> TASK DESCRIPTION
Update the data below by changing "wooden" to "oak", leaving every other part untouched.

> GIVEN DATA
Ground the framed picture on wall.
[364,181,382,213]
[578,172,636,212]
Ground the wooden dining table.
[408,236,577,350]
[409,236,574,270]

> COMPLETE OUTPUT
Ground the framed picture on wall.
[364,181,382,213]
[578,172,636,212]
Ground the oak dining table.
[408,236,577,350]
[409,236,574,270]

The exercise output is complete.